* **EXCERPT PROVIDED**

It is some time in the future. Mankind has travelled out to the nearest stars. And, on a long dead planet, our astronauts have found evidence of a once great culture. As they explore the ruins of an ancient city they discover a huge locked door covered in curious symbols and glyphs. What do they mean? Should our intrepid explorers attempt to gain entry? What were the aliens trying to tell us?
I've been thinking a lot about communication this week. It all began when I was helping my granddaughter, aged 10, with a school homework project. We were using Microsoft Word and I suggested to her that she save what she'd done so far by clicking on the save icon. She did so but then asked, 'Why does that icon mean 'save'?'
It hadn't occurred to me until that moment that she has never seen a floppy disc in her young life. She just knows it as the save icon; she knows what it means but not what it is. Admittedly, my copy of the software is Word 2007 so it is nearly as old as she is. But do more recent versions still use the icon? I'd be interested to know.
Then, a day later I was driving to work and thinking about this when it suddenly dawned on me that the icon used on signs indicating a speed camera are just as obsolete.
That's a bellows camera of a kind that hasn't been in common use for at least 50 years, since long before speed cameras were even invented. Do young people wonder what the image represents or do they simply associate it with speed cameras without actually understanding what the image is a picture of? Let's face it, for many young people these days, a camera looks like a smartphone.
But now imagine those two images above being excavated from the ruins of an ancient city 10,000 years in the future. What would they say to our far distant descendants? Or what if an alien race saw them - what would the symbols mean to them?
Communication is all about passing a message from one person to another without there being a change in the meaning. There are lots of ways to do that: language, using pictures, with video and/or audio recordings etc. But how do you communicate with a culture that is radically different to your own? Imagine that you're one of the astronauts I mentioned in the opening paragraph and you're looking at a door covered in alien symbols. And let's say that our aliens plastered the door with words - in their languages - and symbols in an attempt to warn anyone trying to open it that inside is deadly radioactive waste? Would we recognise what they're trying to tell us? What if they don't look anything like us and don't have a similar visual system?
Consider this famous plaque, currently being carried into deep space attached to the Pioneer 10 and 11 space probes.

* **RECORD EXTRACTS**

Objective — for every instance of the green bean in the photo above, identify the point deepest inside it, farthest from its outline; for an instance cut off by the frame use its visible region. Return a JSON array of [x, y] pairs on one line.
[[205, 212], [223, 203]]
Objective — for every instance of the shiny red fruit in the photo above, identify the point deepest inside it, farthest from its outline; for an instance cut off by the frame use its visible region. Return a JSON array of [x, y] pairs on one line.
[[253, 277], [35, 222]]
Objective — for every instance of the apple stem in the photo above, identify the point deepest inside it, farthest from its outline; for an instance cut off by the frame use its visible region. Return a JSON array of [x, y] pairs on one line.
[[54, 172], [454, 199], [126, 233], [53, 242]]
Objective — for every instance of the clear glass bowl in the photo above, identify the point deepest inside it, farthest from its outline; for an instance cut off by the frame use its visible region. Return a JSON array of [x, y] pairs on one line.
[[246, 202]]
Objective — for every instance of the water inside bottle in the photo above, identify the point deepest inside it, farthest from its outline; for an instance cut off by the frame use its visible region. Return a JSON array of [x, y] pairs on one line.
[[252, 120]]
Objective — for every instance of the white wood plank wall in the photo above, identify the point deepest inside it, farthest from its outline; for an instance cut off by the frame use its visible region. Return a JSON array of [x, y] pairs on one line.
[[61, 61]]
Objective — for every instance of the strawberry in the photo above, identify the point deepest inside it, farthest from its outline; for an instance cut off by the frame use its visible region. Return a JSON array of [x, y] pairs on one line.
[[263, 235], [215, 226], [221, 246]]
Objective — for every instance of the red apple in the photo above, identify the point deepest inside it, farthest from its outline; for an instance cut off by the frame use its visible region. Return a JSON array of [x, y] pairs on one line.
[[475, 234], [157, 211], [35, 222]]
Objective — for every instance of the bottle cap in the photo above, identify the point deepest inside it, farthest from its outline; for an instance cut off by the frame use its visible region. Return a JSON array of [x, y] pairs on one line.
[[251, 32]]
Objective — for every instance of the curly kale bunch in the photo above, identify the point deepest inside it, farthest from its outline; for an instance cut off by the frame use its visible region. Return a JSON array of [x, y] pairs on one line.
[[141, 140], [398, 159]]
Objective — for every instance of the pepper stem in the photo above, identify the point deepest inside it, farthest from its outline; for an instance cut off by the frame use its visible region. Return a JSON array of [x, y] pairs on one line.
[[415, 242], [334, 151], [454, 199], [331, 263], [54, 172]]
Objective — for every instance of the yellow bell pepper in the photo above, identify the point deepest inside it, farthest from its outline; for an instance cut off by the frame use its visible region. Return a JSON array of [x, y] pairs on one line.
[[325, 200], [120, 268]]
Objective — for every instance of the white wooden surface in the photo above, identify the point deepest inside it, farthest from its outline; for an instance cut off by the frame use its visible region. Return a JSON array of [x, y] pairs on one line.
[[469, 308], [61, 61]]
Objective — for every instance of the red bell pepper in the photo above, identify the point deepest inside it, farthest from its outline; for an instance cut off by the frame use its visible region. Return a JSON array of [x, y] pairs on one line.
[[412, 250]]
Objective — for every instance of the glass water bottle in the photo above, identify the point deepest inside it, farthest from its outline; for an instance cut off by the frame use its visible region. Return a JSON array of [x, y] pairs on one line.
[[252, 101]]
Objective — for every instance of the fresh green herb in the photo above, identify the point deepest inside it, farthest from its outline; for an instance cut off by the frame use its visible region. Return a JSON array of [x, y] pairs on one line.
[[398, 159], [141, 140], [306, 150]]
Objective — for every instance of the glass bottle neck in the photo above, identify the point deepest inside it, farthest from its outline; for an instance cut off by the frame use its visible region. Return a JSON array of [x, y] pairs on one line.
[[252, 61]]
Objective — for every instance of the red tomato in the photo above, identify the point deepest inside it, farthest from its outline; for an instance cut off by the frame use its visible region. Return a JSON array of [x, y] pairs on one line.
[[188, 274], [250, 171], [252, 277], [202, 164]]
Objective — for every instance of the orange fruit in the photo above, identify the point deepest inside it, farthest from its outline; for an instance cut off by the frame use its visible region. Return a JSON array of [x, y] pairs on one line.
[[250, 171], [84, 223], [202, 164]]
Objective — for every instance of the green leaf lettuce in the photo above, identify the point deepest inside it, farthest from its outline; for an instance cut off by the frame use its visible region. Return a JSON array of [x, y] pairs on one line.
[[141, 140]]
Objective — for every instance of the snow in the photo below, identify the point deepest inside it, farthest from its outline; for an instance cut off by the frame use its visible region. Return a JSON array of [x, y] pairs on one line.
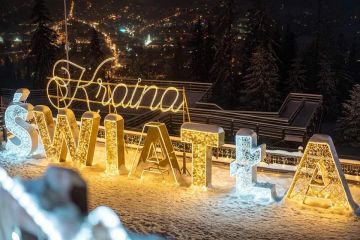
[[150, 206]]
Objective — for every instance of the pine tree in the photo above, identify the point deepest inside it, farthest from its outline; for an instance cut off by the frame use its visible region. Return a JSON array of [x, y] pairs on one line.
[[197, 65], [327, 86], [262, 80], [95, 54], [344, 80], [353, 64], [287, 59], [43, 47], [349, 123], [297, 76], [177, 68]]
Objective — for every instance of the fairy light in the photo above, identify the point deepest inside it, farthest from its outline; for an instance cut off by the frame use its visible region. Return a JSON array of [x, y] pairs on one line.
[[156, 135], [203, 138], [65, 136], [114, 144], [25, 137], [319, 179], [133, 96]]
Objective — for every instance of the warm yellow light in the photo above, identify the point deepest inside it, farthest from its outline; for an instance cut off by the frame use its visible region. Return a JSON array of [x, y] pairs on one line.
[[319, 179], [203, 138], [114, 144], [157, 138], [110, 94], [65, 135]]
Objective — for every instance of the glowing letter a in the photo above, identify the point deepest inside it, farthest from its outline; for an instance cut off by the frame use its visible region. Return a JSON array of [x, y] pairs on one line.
[[319, 179], [203, 138], [65, 135]]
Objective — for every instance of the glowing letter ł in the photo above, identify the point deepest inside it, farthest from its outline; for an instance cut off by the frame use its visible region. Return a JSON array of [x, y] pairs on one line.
[[248, 155], [150, 160], [25, 139], [319, 179], [65, 135], [203, 138], [114, 144]]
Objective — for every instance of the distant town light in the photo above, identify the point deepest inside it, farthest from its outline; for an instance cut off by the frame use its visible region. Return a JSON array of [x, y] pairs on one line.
[[148, 40], [17, 39]]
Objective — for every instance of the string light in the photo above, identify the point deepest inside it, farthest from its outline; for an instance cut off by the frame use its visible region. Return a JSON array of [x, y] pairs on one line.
[[248, 155], [114, 144], [65, 135], [319, 179], [25, 137], [106, 92], [203, 138]]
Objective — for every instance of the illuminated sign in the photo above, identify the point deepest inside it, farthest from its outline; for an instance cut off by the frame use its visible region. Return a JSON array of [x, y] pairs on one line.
[[114, 144], [157, 137], [25, 137], [65, 135], [203, 138], [96, 91], [248, 155], [319, 179]]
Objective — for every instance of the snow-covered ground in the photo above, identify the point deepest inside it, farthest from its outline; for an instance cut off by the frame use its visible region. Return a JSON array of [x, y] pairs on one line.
[[151, 206]]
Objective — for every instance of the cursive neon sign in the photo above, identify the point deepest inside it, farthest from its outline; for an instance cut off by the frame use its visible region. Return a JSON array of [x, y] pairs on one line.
[[96, 91]]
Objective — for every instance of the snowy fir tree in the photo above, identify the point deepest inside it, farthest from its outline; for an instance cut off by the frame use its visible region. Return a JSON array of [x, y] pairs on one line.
[[349, 123], [297, 76], [327, 86], [95, 54], [262, 80], [209, 50], [43, 47]]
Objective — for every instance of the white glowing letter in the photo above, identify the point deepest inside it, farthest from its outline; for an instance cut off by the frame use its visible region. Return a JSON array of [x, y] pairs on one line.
[[55, 138], [25, 139], [248, 155], [203, 138]]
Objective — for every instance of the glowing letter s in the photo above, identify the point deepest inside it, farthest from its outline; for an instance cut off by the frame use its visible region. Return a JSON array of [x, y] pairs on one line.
[[25, 139], [203, 138]]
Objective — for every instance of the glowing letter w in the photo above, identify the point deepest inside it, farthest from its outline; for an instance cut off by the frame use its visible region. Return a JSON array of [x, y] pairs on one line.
[[65, 135]]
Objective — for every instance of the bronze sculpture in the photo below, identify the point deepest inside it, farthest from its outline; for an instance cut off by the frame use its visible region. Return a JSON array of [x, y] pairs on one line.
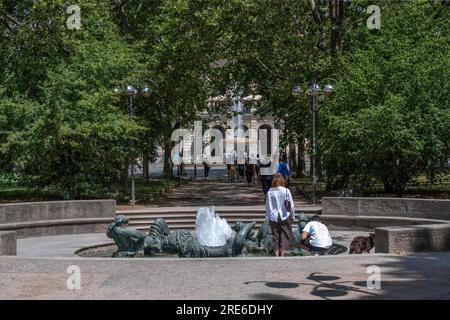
[[160, 239]]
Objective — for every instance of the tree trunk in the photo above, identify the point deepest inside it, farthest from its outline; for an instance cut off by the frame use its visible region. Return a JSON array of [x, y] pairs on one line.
[[168, 166], [337, 16], [145, 164], [292, 157], [300, 158]]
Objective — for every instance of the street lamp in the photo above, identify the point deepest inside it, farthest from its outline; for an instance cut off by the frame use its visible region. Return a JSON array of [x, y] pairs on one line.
[[131, 93], [314, 91]]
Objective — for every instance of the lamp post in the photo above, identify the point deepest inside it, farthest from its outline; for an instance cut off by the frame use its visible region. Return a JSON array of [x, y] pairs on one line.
[[313, 91], [131, 93]]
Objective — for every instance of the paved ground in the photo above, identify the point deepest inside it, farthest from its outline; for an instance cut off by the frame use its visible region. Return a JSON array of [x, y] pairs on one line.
[[58, 246], [67, 245], [422, 276], [40, 270]]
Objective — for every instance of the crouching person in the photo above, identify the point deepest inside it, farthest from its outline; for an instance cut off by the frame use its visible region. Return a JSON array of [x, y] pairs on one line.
[[315, 236]]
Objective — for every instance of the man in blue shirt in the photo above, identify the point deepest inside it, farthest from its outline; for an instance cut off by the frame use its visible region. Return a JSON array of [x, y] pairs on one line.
[[283, 168]]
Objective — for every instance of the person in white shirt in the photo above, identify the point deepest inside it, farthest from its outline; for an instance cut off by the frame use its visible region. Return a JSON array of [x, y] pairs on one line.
[[316, 235], [280, 218]]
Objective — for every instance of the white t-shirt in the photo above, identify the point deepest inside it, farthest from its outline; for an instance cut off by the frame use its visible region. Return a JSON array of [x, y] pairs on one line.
[[318, 232]]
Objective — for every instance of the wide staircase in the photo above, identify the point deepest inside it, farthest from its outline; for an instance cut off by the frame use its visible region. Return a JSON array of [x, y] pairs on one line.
[[184, 217], [232, 201]]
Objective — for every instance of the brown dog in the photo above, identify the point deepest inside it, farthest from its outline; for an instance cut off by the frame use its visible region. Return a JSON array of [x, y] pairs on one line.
[[362, 244]]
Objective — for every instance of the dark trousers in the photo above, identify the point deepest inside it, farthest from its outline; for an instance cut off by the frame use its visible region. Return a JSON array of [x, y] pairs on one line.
[[281, 234], [266, 182], [249, 176]]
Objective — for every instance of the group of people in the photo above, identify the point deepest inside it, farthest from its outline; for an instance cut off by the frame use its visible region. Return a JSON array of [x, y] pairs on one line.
[[280, 212], [280, 207]]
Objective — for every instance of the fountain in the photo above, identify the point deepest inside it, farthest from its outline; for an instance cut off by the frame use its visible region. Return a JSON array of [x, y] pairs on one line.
[[213, 238], [210, 229]]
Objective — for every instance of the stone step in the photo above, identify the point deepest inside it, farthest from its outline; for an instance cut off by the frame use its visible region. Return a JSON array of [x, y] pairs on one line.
[[184, 217], [170, 216]]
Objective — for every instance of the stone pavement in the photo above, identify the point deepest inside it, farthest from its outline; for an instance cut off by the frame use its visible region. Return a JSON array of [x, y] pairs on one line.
[[420, 276], [67, 245]]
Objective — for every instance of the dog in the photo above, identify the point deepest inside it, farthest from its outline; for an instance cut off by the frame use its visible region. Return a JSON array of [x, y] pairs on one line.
[[361, 245]]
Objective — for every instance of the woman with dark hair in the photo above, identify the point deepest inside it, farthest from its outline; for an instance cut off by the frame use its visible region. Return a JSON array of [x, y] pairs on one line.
[[280, 213]]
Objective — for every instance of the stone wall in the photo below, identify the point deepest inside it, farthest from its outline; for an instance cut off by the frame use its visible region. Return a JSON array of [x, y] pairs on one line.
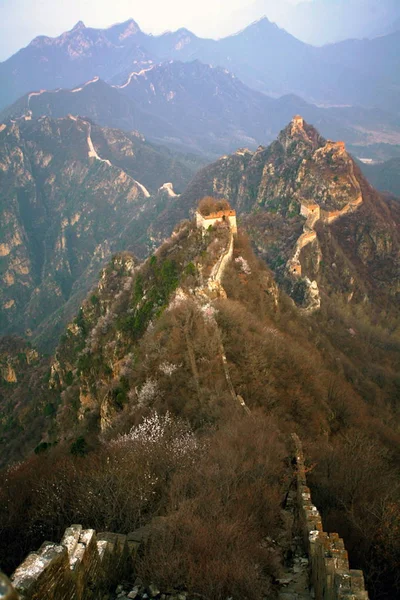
[[331, 575], [82, 567]]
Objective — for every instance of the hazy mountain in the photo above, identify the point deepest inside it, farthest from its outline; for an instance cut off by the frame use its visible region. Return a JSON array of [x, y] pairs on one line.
[[200, 108], [326, 21], [69, 190], [384, 176], [262, 55], [73, 57]]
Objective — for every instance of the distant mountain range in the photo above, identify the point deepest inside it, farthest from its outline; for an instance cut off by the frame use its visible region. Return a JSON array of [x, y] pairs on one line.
[[193, 106], [384, 176], [263, 56]]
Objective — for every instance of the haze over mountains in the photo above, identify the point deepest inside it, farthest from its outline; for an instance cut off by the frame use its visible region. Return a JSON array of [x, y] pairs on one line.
[[126, 162], [197, 107], [327, 21], [263, 56]]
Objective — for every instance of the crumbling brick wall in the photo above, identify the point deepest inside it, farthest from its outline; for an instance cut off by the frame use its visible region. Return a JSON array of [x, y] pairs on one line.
[[82, 567]]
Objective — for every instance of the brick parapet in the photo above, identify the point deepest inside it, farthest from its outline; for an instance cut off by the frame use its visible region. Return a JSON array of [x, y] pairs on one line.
[[331, 575]]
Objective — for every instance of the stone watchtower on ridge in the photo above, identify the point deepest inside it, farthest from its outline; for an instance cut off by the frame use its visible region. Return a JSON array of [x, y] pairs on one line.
[[213, 211]]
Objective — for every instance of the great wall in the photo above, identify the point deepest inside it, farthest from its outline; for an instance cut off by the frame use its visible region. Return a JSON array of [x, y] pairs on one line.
[[87, 566], [314, 214]]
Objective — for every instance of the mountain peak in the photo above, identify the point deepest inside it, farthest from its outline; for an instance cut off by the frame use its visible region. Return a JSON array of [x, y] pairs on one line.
[[80, 25]]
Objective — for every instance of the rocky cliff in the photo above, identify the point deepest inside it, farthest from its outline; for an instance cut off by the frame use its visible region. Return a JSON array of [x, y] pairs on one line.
[[69, 191]]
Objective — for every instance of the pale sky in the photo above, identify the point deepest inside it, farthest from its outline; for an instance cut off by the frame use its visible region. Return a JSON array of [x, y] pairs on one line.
[[22, 20]]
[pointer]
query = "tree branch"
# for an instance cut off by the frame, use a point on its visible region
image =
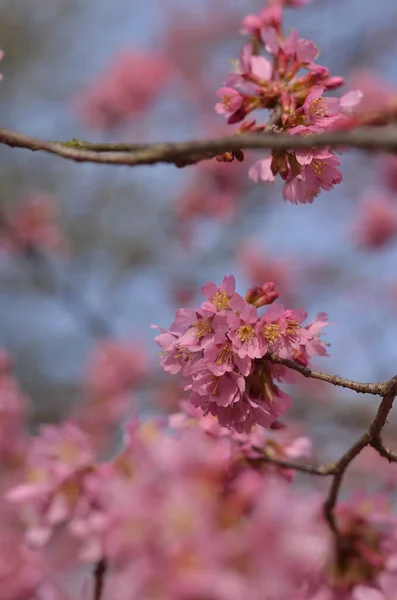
(361, 388)
(99, 579)
(184, 153)
(370, 438)
(322, 470)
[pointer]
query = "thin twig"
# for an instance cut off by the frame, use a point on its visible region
(356, 386)
(378, 445)
(370, 438)
(99, 579)
(322, 470)
(190, 152)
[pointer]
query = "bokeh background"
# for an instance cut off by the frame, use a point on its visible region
(126, 246)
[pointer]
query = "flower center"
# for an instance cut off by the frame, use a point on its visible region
(227, 101)
(318, 108)
(224, 355)
(221, 300)
(201, 327)
(292, 327)
(245, 333)
(318, 166)
(271, 332)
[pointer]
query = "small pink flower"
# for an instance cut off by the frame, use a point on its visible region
(223, 390)
(262, 170)
(219, 358)
(271, 329)
(222, 298)
(302, 50)
(270, 16)
(58, 463)
(261, 68)
(320, 111)
(231, 101)
(320, 173)
(376, 223)
(243, 332)
(202, 330)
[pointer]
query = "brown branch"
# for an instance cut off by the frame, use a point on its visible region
(322, 470)
(99, 579)
(361, 388)
(370, 438)
(378, 445)
(183, 153)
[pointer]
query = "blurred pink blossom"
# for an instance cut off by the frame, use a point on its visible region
(33, 225)
(126, 90)
(259, 268)
(376, 222)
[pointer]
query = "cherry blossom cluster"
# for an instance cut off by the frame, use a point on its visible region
(188, 509)
(219, 350)
(291, 85)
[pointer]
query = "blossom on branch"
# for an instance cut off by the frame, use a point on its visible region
(219, 351)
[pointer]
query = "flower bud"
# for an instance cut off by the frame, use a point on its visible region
(262, 295)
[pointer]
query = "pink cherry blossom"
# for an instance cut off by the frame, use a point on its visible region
(58, 462)
(270, 16)
(231, 101)
(376, 223)
(125, 90)
(222, 298)
(242, 332)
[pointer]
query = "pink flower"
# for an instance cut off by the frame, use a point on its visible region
(222, 298)
(204, 328)
(320, 173)
(271, 329)
(260, 267)
(125, 90)
(231, 101)
(270, 16)
(320, 111)
(58, 462)
(260, 68)
(376, 224)
(22, 571)
(243, 332)
(222, 357)
(222, 391)
(302, 50)
(261, 169)
(33, 226)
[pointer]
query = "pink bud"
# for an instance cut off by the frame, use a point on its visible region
(333, 82)
(262, 295)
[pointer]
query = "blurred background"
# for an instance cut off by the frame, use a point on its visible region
(91, 255)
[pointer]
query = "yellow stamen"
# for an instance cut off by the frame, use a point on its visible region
(292, 327)
(245, 333)
(271, 332)
(224, 355)
(221, 300)
(202, 327)
(318, 166)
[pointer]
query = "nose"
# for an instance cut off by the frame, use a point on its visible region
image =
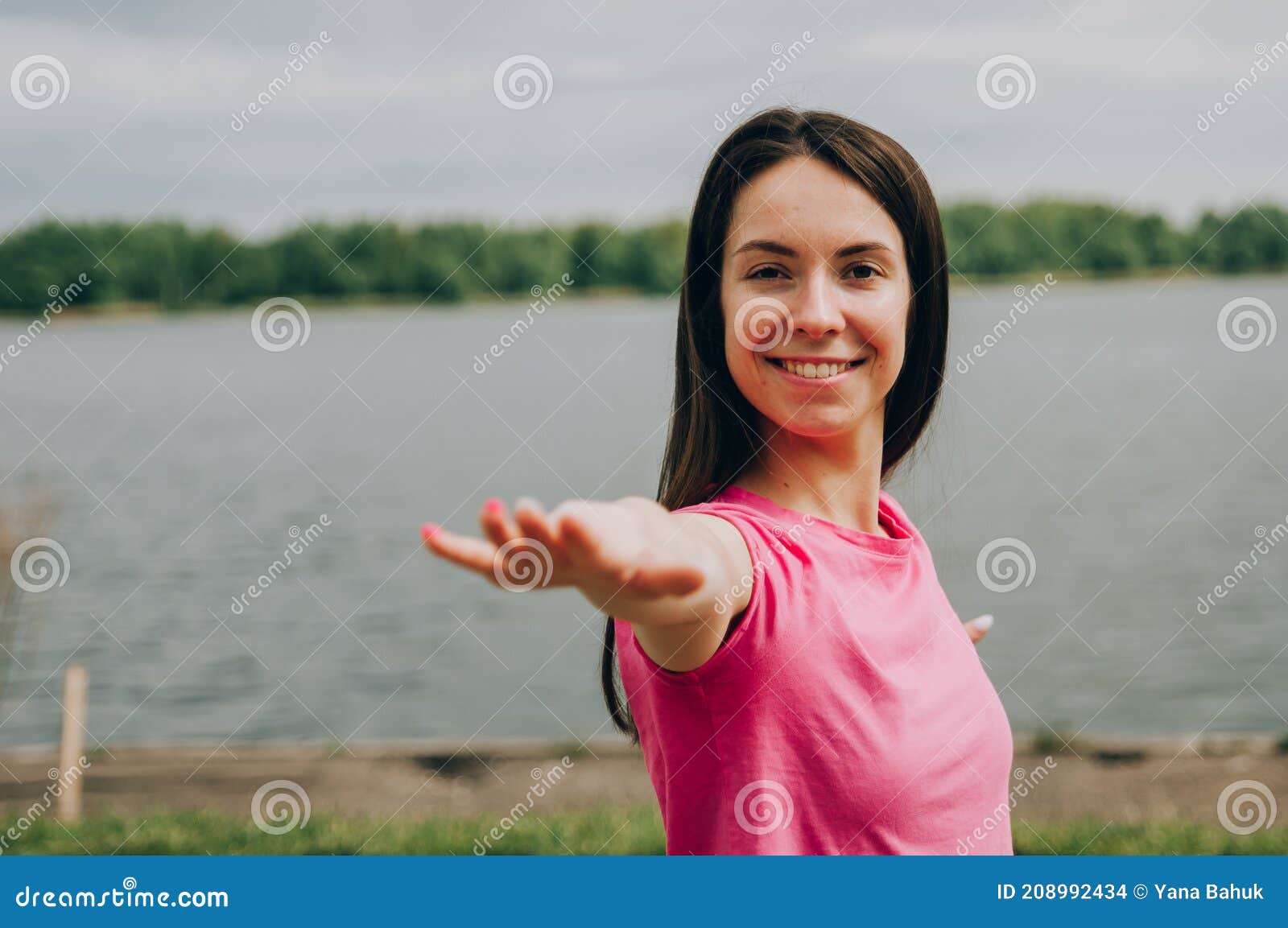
(817, 311)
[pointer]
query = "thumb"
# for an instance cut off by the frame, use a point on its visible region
(978, 627)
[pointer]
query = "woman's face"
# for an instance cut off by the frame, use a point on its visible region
(815, 295)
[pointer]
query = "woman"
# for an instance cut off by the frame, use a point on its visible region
(790, 663)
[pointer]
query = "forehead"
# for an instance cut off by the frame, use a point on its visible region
(809, 205)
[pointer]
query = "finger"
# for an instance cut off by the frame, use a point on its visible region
(667, 579)
(472, 554)
(496, 523)
(534, 523)
(575, 530)
(978, 627)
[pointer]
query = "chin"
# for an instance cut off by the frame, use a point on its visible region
(815, 423)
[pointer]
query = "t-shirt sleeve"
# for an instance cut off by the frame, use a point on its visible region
(768, 582)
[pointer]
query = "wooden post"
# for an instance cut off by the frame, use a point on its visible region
(72, 743)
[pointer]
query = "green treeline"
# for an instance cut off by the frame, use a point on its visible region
(173, 266)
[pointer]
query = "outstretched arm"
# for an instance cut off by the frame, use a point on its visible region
(674, 577)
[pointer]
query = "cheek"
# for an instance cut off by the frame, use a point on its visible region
(888, 327)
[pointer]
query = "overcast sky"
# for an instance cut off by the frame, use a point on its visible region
(398, 116)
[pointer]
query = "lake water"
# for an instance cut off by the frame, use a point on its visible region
(1111, 430)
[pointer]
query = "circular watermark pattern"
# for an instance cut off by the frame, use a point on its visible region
(280, 806)
(1246, 806)
(1005, 81)
(522, 81)
(39, 564)
(1246, 324)
(280, 324)
(523, 564)
(763, 324)
(1005, 564)
(39, 81)
(763, 806)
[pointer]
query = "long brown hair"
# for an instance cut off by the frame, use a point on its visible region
(712, 435)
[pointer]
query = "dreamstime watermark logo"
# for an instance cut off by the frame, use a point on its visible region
(61, 780)
(783, 56)
(1269, 539)
(763, 324)
(39, 564)
(300, 541)
(744, 584)
(763, 806)
(1246, 324)
(1246, 806)
(300, 56)
(61, 298)
(523, 564)
(1261, 64)
(1005, 564)
(1005, 81)
(280, 324)
(522, 81)
(1001, 815)
(280, 806)
(39, 81)
(543, 299)
(545, 780)
(1026, 300)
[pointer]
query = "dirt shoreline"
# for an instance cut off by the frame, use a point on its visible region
(1124, 780)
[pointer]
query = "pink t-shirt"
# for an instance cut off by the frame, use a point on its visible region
(847, 713)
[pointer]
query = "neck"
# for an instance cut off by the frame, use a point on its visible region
(835, 478)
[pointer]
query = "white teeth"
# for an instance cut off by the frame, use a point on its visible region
(815, 371)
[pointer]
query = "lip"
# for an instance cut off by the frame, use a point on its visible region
(815, 382)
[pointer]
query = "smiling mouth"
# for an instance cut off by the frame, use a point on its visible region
(818, 371)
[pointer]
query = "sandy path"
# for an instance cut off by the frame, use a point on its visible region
(1116, 780)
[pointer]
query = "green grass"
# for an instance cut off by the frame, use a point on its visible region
(609, 831)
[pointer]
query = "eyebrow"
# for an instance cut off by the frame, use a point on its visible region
(779, 249)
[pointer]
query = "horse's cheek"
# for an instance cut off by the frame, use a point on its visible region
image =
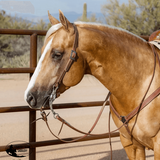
(74, 76)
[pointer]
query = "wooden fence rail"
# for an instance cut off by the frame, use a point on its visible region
(32, 113)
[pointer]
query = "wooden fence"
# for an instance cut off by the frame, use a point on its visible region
(32, 113)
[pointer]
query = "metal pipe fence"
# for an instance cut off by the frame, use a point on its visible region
(32, 113)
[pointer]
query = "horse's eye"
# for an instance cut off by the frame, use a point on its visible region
(57, 56)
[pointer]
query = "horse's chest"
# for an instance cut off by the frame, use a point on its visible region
(143, 128)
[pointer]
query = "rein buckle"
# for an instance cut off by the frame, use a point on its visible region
(123, 119)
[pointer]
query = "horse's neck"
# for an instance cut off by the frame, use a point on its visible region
(124, 68)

* **CHALLENGES**
#1 In the passage on communication, which version of Microsoft Word does the writer use?
#2 Using the passage on communication, explain why the writer considers the icon on speed camera signs obsolete.
The listing has no connection to the passage on communication.

* **CORRECT ANSWERS**
#1 Word 2007.

#2 The icon shows a bellows camera, a type that has not been in common use for at least 50 years. It fell out of use long before speed cameras were even invented.